§ Problems:
• A. In the Kaldi notes, rewrite the paragraph beginning "Stage 0: This downloads" as one shorter sentence that keeps its main facts.
• B. From the Kaldi notes, reproduce word for word the passage starting with "- 3rd argument: destination" and going on through "some temporary files)".

[this is what I have understood over the years independently. So there might be some factual errors here. If found please report]

Kaldi on ADA

[SAT 20th Jun '20]

Understanding the recipe

I will be going through run.sh. The top level script that calls other scripts.

Before Stage 0: The script local/download_and_untar.sh downloads the data you want and unzips it. First argument is the should tell the program where the user wants to download the data, second is url and the third is corpus part. This will any way be shown if you provide incorrect arguments.
Stage 0: This downloads 3 language models (why three? I don't know). First argument to the script called (local/download_lm.sh) is the base url and the second argument is the where those models are stored (folder).

[THURS 25th Jun '20]
Stage 1: In this stage, 5 scripts are called:
- local/data_prep.sh: Creates all the important files (wav.scp, transcript, utt2spk, spk2gender, utt2dur) given that the data has SPEAKERS.txt file. This takes source directory as the first argument and destination directory as the second argument.
- local/prepare_dict.sh: Creates all the necessary steps for g2p. If lexicon_nosil.txt is not available, using CMUdict g2p (or/and Sequitur G2P*) lexicon_nosil.txt is created. With this, all g2p files are created (lexicon.txt, silence.txt, nonsilence.txt, optional.txt, extraquestions.txt) . Arguments need:
- 1st argument: LM directory (in our case data/local/lm)
- 2nd argument: G2P model directory (it was not used in our case because we started from stage 3)
- 3rd argument: destination directory (where all the files made are stored)
- utils/prepare_lang.sh:
  - 1st argument: Source directory (the destination directory for local/prepare_dict.sh)
  - 2nd argument: OOV word representation (eg: "UNK")
  - 3rd argument: Temporary directory (this script needs a space to store some temporary files)

§ Data provided:

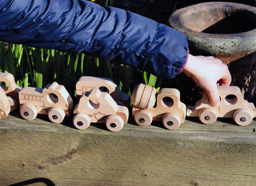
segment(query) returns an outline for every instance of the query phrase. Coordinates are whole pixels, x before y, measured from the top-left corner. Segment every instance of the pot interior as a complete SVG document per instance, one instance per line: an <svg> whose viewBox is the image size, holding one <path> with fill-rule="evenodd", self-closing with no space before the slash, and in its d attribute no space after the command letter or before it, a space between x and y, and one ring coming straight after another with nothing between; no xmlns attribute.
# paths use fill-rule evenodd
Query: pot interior
<svg viewBox="0 0 256 186"><path fill-rule="evenodd" d="M245 32L256 28L256 14L242 7L196 6L188 8L180 17L184 25L191 30L224 34Z"/></svg>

§ Solutions below:
• A. Stage 0 downloads three language models using local/download_lm.sh, which takes the base URL as its first argument and the storage folder as its second.

• B.
- 3rd argument: destination directory (where all the files made are stored)
- utils/prepare_lang.sh:
  - 1st argument: Source directory (the destination directory for local/prepare_dict.sh)
  - 2nd argument: OOV word representation (eg: "UNK")
  - 3rd argument: Temporary directory (this script needs a space to store some temporary files)